## Work instructions
Please locate each line in the items below that contains the word "every" and copy those lines out.

[Source data]
* * * * *

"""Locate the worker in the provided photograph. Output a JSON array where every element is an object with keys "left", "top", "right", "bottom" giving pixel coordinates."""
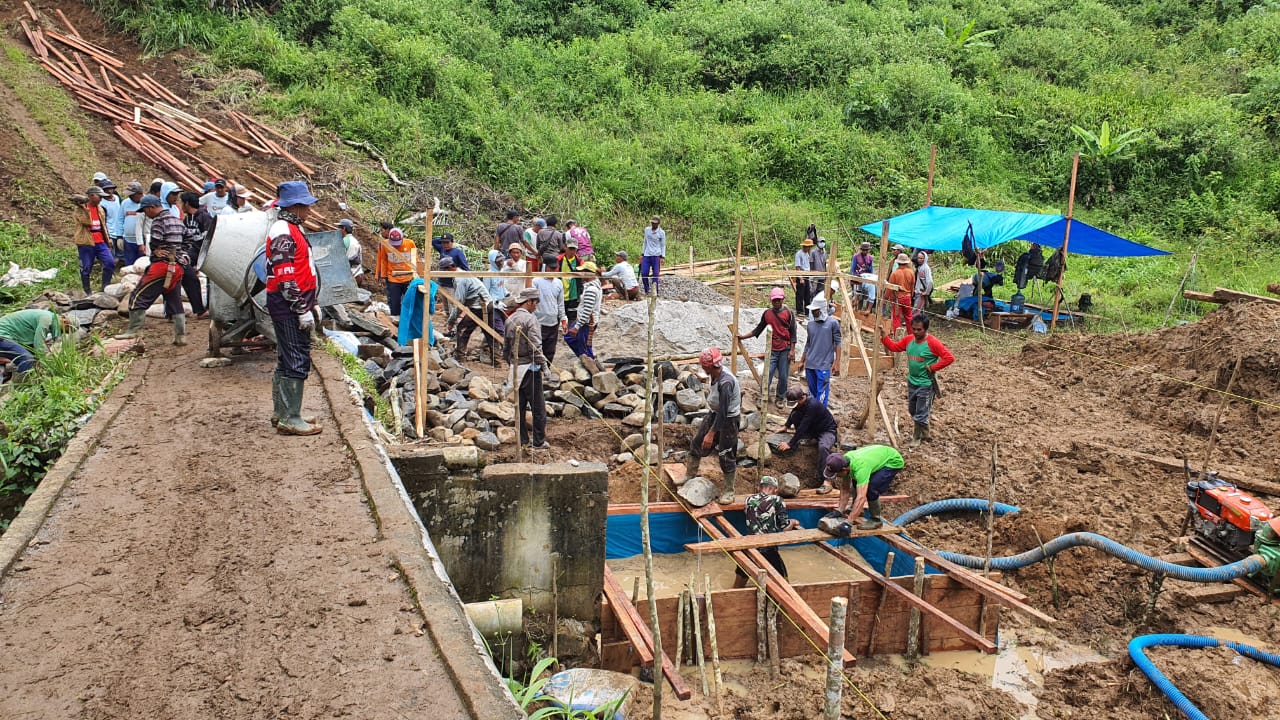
[
  {"left": 733, "top": 475, "right": 800, "bottom": 588},
  {"left": 824, "top": 445, "right": 905, "bottom": 530},
  {"left": 502, "top": 287, "right": 552, "bottom": 450},
  {"left": 737, "top": 287, "right": 796, "bottom": 410},
  {"left": 778, "top": 387, "right": 840, "bottom": 495},
  {"left": 115, "top": 195, "right": 191, "bottom": 345},
  {"left": 884, "top": 252, "right": 915, "bottom": 333},
  {"left": 374, "top": 227, "right": 417, "bottom": 322},
  {"left": 849, "top": 242, "right": 876, "bottom": 310},
  {"left": 338, "top": 218, "right": 365, "bottom": 278},
  {"left": 0, "top": 310, "right": 72, "bottom": 379},
  {"left": 564, "top": 263, "right": 603, "bottom": 373},
  {"left": 440, "top": 255, "right": 490, "bottom": 360},
  {"left": 640, "top": 215, "right": 667, "bottom": 295},
  {"left": 266, "top": 181, "right": 321, "bottom": 436},
  {"left": 794, "top": 237, "right": 813, "bottom": 307},
  {"left": 599, "top": 249, "right": 640, "bottom": 300},
  {"left": 881, "top": 314, "right": 956, "bottom": 447},
  {"left": 800, "top": 299, "right": 842, "bottom": 407},
  {"left": 72, "top": 184, "right": 115, "bottom": 295},
  {"left": 685, "top": 347, "right": 742, "bottom": 505},
  {"left": 534, "top": 271, "right": 568, "bottom": 365}
]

* * * * *

## Solved exercise
"""Locate the worker in the provided photograph. Output a JSON array where every element is an object with keys "left", "top", "right", "bottom" giving pixel coordinates."""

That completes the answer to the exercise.